**Short exercise:**
How many lines in the data below contain the string "woman"? Give only the number.

**Records shown:**

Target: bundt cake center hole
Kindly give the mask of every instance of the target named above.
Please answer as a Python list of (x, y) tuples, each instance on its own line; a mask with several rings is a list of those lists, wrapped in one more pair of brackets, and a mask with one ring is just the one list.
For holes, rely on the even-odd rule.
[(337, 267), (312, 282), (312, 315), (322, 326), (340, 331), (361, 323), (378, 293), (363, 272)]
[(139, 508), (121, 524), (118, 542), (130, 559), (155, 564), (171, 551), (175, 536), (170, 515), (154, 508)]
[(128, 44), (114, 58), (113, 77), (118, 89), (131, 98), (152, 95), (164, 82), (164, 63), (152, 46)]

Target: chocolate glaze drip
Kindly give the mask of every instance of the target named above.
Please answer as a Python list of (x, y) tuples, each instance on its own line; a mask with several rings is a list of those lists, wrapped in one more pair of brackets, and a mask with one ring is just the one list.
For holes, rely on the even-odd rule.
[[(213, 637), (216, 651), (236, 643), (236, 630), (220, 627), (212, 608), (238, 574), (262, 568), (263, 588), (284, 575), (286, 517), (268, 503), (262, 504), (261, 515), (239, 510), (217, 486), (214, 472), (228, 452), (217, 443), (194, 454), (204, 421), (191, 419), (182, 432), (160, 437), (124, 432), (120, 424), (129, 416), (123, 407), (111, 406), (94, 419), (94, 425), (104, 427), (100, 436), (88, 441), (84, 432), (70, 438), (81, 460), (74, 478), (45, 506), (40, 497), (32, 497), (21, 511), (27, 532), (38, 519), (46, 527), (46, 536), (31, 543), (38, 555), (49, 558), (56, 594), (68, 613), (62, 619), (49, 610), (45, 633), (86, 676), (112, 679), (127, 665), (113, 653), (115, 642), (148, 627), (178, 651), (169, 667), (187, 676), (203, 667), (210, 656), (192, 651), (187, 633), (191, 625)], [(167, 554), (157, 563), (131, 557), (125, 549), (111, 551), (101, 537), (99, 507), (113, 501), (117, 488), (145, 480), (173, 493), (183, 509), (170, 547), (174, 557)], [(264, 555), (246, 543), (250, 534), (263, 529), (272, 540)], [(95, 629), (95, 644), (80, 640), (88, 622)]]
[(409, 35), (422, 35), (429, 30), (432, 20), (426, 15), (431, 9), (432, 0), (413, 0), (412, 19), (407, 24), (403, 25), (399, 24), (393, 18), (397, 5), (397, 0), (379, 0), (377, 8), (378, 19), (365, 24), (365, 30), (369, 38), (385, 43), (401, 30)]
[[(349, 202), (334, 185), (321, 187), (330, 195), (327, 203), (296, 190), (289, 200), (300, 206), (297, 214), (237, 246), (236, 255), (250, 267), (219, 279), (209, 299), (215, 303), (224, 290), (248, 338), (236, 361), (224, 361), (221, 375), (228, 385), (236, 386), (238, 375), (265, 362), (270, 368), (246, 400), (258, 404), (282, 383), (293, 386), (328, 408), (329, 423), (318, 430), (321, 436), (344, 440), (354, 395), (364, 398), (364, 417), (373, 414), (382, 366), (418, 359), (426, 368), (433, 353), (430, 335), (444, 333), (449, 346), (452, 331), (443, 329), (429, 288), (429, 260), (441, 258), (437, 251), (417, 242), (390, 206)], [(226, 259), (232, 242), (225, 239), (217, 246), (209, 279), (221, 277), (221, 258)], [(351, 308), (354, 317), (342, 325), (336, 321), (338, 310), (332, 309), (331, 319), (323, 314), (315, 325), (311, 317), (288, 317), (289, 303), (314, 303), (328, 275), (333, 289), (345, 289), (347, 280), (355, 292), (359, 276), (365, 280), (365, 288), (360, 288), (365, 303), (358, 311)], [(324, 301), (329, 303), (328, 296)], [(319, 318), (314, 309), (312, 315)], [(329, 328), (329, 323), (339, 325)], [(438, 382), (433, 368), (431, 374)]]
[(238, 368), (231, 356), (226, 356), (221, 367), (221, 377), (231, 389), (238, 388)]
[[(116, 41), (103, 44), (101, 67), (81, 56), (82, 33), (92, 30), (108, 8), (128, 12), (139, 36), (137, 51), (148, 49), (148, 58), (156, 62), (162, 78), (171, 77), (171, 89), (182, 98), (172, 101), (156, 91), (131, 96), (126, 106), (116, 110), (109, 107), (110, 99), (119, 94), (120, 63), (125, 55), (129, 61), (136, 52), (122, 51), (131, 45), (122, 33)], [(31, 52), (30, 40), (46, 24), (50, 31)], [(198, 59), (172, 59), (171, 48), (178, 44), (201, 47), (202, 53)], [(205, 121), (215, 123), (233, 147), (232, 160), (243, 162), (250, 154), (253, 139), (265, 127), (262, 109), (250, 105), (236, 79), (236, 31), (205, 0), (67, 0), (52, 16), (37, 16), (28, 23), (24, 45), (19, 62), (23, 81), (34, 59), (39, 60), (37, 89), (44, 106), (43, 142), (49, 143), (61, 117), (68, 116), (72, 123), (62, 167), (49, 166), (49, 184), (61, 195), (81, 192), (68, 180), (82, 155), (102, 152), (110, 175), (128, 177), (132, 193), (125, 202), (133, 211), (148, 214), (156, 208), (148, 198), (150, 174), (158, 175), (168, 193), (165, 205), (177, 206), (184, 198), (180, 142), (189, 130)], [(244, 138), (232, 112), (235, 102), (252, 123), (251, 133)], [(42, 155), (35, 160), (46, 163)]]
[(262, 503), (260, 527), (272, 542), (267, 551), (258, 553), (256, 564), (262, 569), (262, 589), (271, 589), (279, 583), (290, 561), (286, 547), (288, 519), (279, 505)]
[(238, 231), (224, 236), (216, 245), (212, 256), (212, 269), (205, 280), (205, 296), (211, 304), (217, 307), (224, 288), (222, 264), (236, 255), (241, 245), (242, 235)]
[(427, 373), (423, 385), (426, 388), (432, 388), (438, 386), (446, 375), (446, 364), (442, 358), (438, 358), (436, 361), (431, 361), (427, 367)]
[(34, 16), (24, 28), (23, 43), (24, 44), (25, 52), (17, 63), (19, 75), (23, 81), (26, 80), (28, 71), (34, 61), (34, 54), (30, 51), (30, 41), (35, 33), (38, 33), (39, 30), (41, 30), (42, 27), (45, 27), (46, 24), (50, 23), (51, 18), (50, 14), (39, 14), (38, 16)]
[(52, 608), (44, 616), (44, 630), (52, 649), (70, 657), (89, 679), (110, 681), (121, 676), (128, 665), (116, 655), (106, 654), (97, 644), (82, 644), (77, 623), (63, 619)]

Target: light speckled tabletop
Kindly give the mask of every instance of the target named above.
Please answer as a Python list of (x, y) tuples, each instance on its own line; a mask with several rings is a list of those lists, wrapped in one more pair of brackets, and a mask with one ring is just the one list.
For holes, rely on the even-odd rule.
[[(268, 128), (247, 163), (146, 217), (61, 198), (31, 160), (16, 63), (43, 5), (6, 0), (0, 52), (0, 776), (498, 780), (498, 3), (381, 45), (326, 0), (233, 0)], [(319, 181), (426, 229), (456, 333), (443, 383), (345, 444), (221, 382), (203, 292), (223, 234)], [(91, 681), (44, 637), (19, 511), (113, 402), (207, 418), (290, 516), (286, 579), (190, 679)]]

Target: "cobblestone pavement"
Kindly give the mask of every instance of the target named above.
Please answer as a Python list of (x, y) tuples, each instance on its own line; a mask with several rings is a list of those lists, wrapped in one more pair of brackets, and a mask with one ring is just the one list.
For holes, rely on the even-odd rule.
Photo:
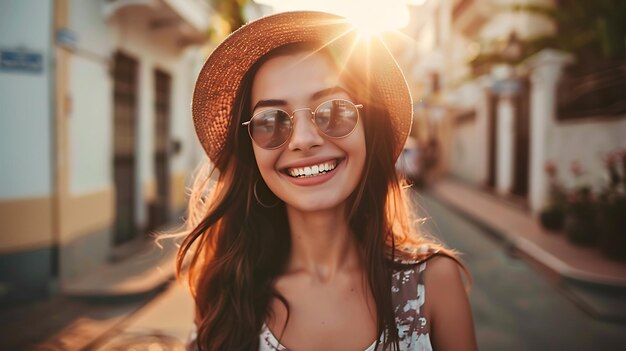
[(626, 324), (594, 318), (536, 267), (427, 193), (425, 229), (462, 252), (480, 350), (623, 350)]

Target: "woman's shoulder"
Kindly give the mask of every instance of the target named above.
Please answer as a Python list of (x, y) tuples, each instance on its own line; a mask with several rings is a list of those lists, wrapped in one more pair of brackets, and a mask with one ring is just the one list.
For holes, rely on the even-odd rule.
[(424, 244), (412, 251), (398, 250), (392, 259), (392, 283), (396, 284), (415, 281), (437, 290), (450, 285), (463, 286), (461, 272), (469, 278), (465, 265), (457, 256), (438, 246)]

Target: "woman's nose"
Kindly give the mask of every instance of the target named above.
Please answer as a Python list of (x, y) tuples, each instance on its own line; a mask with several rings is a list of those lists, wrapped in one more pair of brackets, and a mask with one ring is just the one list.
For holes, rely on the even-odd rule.
[(293, 131), (289, 140), (290, 150), (306, 151), (324, 143), (324, 138), (320, 135), (313, 114), (310, 110), (302, 110), (294, 113)]

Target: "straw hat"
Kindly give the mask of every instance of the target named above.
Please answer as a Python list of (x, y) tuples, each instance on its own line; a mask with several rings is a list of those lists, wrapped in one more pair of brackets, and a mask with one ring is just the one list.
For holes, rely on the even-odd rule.
[[(207, 58), (193, 93), (192, 113), (198, 139), (215, 161), (224, 147), (231, 112), (246, 72), (269, 51), (292, 43), (328, 43), (335, 52), (369, 67), (372, 86), (379, 92), (398, 134), (394, 160), (402, 151), (413, 121), (413, 105), (398, 64), (380, 39), (357, 41), (359, 35), (343, 17), (314, 11), (283, 12), (250, 22), (230, 34)], [(355, 55), (367, 50), (367, 57)], [(365, 52), (365, 51), (363, 51)], [(360, 61), (359, 61), (360, 60)]]

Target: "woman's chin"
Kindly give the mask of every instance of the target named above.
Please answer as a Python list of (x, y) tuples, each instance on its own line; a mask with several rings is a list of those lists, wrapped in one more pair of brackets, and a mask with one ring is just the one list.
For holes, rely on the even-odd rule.
[(285, 199), (285, 205), (299, 212), (336, 211), (345, 203), (345, 199), (307, 198)]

**Complete response:**
3